====== TEXTE FOURNI ======

Il faut aller vite pour Abdou, trois ans et demi: son état se dégrade et une greffe de foie lui sera nécessaire pour survivre. Mais les dons d’organes pédiatriques sont en baisse depuis plusieurs années.
Hospitalisé à Paris, à Necker-Enfants malades (AP-HP), depuis une quinzaine de jours, le petit garçon souffre d’une maladie du foie, responsable d’un gonflement de l’organe qui l’empêche de s’alimenter normalement.
« Le sang circule mal à travers son foie et depuis six mois, sa santé se dégrade doucement », constate la Dr Florence Lacaille, gastro-entérologue pédiatrique à l’hôpital.
Il y a quelques mois, Abdou a été placé sur liste d’attente en vue d’une greffe hépatique. Récemment, face à l’aggravation de son état, les équipes médicales ont demandé à ce qu’il « passe en tête de liste ».
« Malheureusement, il vient de faire une infection avec de la fièvre, donc on va devoir attendre un peu, on ne peut pas envisager une greffe s’il est malade », déplore la Dr Lacaille.
Pour ses parents, qui se relayent à son chevet, l’attente semble interminable. « Les délais sont infernaux », soupire la médecin. « On aurait aimé pouvoir le greffer il y a un ou deux mois déjà ».
Opposition parentale
L’an dernier en France, 260 nouveaux patients pédiatriques étaient inscrits en attente d’une greffe, dont 118 pour le foie, 111 pour le rein, 25 pour le cœur et moins de 10 pour le poumon.

====== DONNÉES FOURNIES ======

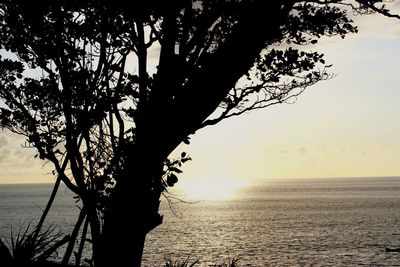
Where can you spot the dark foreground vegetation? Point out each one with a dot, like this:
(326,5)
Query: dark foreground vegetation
(106,90)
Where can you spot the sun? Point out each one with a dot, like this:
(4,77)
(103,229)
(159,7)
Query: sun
(211,189)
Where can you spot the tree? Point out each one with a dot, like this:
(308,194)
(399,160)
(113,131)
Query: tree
(76,79)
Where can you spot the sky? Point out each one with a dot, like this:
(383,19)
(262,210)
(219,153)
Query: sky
(344,127)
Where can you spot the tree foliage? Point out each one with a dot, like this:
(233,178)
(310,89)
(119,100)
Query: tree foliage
(100,89)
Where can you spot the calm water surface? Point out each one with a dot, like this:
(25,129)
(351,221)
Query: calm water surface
(324,222)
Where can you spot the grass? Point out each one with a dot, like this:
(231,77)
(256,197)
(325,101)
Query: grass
(30,245)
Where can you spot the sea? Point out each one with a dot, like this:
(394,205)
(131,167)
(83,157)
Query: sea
(298,222)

======

TÂCHE 1:
Recopiez le passage de l'article sur la greffe d'Abdou, de « Il faut aller » jusqu'à « depuis plusieurs années. ».
TÂCHE 2:
D'après l'article sur la greffe d'Abdou, pourquoi faut-il encore attendre un peu avant de le greffer ?
Ces données n'ont aucun lien avec le texte.

RÉPONSE ATTENDUE 1:
Il faut aller vite pour Abdou, trois ans et demi: son état se dégrade et une greffe de foie lui sera nécessaire pour survivre. Mais les dons d’organes pédiatriques sont en baisse depuis plusieurs années.

RÉPONSE ATTENDUE 2:
Abdou vient de faire une infection avec de la fièvre. On ne peut pas envisager une greffe tant qu'il est malade, donc il faut patienter un peu.